:: Your task ::
Reproduce every line of the material below word for word, with nothing changed, added, or left out.

## BEGIN

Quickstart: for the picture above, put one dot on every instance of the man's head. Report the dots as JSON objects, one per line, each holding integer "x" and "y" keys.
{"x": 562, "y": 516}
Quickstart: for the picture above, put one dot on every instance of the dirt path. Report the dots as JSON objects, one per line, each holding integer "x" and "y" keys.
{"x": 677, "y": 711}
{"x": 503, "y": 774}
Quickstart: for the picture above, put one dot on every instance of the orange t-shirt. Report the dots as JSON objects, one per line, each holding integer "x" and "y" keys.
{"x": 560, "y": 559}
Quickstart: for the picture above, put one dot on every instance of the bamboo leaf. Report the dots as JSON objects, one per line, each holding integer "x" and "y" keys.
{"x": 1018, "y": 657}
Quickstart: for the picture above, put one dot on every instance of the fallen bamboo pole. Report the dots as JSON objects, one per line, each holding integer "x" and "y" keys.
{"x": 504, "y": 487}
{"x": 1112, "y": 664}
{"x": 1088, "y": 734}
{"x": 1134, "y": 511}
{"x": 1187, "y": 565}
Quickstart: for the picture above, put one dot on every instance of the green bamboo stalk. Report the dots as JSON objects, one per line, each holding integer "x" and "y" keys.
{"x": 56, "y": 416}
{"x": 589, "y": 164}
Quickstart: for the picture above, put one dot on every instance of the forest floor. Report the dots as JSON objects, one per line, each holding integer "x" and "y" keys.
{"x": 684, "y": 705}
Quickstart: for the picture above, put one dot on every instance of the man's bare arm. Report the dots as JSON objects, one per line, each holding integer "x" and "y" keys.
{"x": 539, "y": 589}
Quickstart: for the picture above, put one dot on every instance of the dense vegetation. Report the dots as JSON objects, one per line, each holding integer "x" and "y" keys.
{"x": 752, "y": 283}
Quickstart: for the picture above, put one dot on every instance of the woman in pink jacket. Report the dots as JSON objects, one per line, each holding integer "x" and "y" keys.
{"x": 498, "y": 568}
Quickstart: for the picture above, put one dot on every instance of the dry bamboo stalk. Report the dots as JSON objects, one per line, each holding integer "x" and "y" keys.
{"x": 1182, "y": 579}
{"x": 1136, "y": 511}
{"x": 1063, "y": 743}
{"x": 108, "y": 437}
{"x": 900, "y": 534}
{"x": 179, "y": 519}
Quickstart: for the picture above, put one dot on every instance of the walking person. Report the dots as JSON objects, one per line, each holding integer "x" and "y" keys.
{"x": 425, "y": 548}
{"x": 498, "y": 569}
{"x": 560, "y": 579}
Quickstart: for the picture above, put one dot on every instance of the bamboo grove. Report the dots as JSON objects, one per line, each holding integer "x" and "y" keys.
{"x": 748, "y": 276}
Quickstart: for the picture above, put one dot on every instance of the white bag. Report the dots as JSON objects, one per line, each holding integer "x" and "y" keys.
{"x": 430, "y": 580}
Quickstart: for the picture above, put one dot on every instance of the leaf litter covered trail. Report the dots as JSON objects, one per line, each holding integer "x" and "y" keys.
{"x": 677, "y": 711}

## END

:: Exercise solution ::
Quickstart: for the picture above, put one dot on every instance of the man's head. Report the dots as JSON objects, one per line, each holding integer "x" and "y" keys.
{"x": 562, "y": 516}
Quickstart: for the picture above, put one dot on every instance of the dirt path. Report the dots as JSON objects, one per line, each holding integer "x" and "y" keys.
{"x": 677, "y": 711}
{"x": 503, "y": 774}
Quickstart: for the picture above, put one dot on every instance of the orange t-shirt. Report the dots as JSON objects, one per line, each holding integer "x" and "y" keys.
{"x": 560, "y": 559}
Quickstart: for the picture above, put one dot on every instance of the bamboo leaf. Report the dots as JSON objects, one per line, each holding integer "x" and "y" keys.
{"x": 1018, "y": 657}
Quickstart: for the picture above, put one dot on every instance of the fallen bamboo pole. Report the dots as JSON objects, one per line, each holding integer "x" and "y" keys.
{"x": 504, "y": 487}
{"x": 1112, "y": 664}
{"x": 1088, "y": 734}
{"x": 1134, "y": 511}
{"x": 1187, "y": 565}
Quickstart: for the picture above, put one dot on every instance of the green bamboo stalk. Report the dots as JSON objects, one per line, each holding integer "x" and "y" keys.
{"x": 56, "y": 416}
{"x": 589, "y": 164}
Quickstart: for the picture above, put one dot on every instance of the forest floor. Report the dots as JSON objects, one per line, each holding integer "x" and "y" keys.
{"x": 684, "y": 705}
Quickstart: for the picture above, put one dot on every instance of the man's bare arm. Report the dots as JSON objects, one per line, each holding integer "x" and "y" keys.
{"x": 539, "y": 589}
Quickstart: for the picture above, put one dot on every instance of the dense vegetation. Report the dots as JSON objects, one per line, each holding integer "x" and "y" keys.
{"x": 752, "y": 283}
Quickstart: for the picture above, put one dot on every instance of the woman in pink jacket. Report the dots as JSON objects, one per line, each holding integer "x" and "y" keys.
{"x": 498, "y": 568}
Quickstart: for the picture above, put one dot on every instance of the dry bamboo stalk. Report the dots as JSON objects, one per line, each holding integer "x" and "y" keys.
{"x": 1182, "y": 579}
{"x": 1136, "y": 511}
{"x": 1063, "y": 743}
{"x": 108, "y": 437}
{"x": 900, "y": 534}
{"x": 179, "y": 519}
Quickstart: for the picture above, put one dot on every instance of the walking person. Report the dots as JSON objects, one per line, each holding integer "x" and "y" keys.
{"x": 425, "y": 548}
{"x": 498, "y": 569}
{"x": 560, "y": 579}
Quickstart: for the picture above, put one dot on every instance of the bamboo grove. Report the dots as JSON objects, one per line, each holding integer "x" and "y" keys.
{"x": 748, "y": 276}
Quickstart: for the picture above, put one dot on every instance of the white bag. Report the dots as JSON objects, one per line, each holding integer "x" and "y" keys.
{"x": 430, "y": 580}
Quickstart: for the picture above, put one dot on every instance of the leaf litter covered trail. Report the dots as JSON objects, one per line, each holding integer "x" and "y" keys.
{"x": 677, "y": 711}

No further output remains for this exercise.